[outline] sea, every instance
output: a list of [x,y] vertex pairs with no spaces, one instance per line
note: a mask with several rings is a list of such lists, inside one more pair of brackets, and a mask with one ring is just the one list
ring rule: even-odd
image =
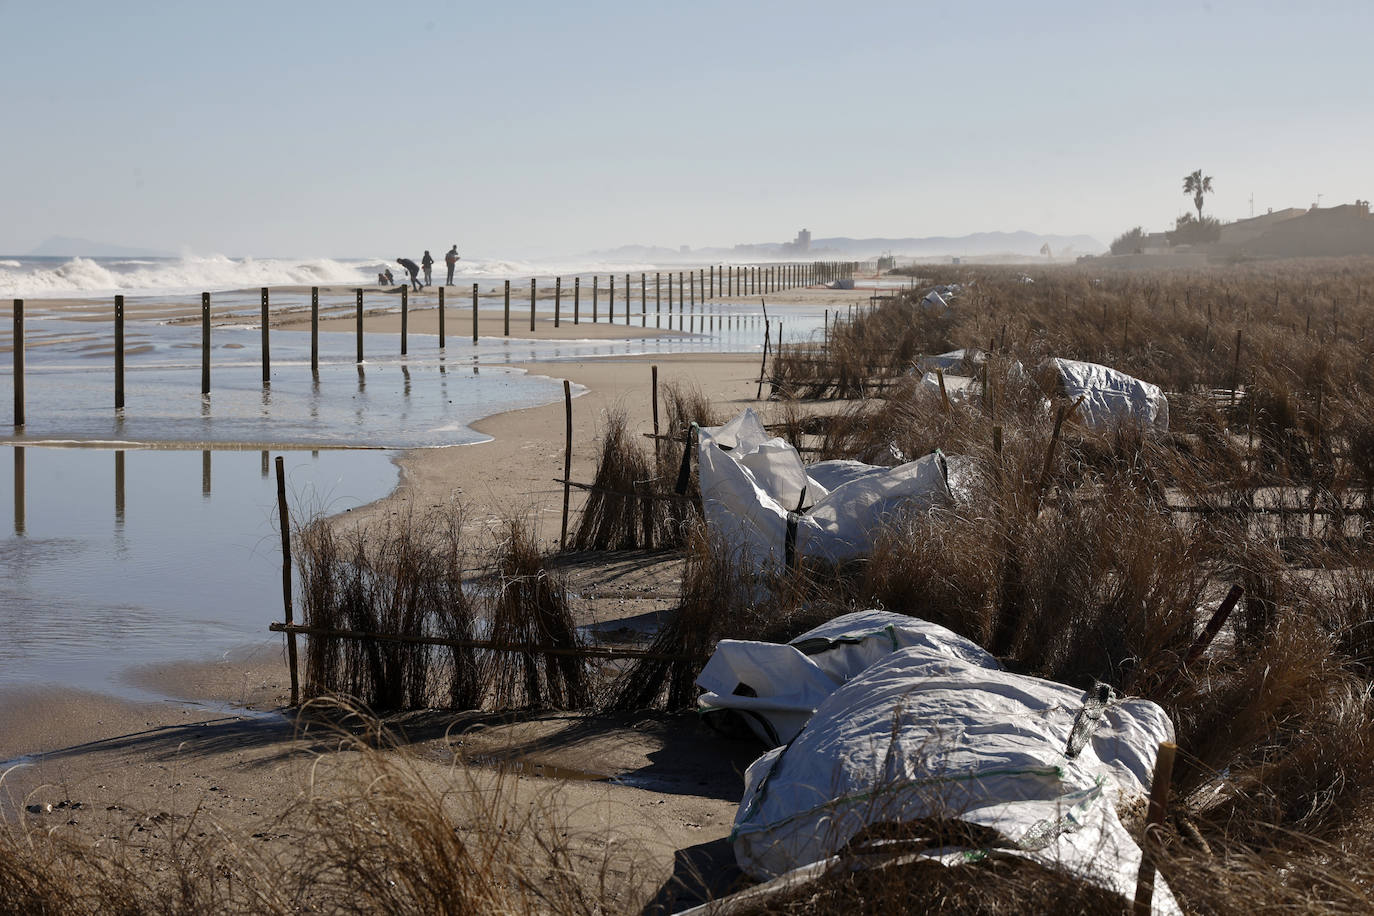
· · · · · · ·
[WHAT THE TASK REQUIRES] Which lines of the records contain "ring"? Show each of them.

[TASK OUTPUT]
note: a mask with several rings is a list of such lists, inside one more pair of brackets, and a mask with one ring is just the one list
ring rule: even-odd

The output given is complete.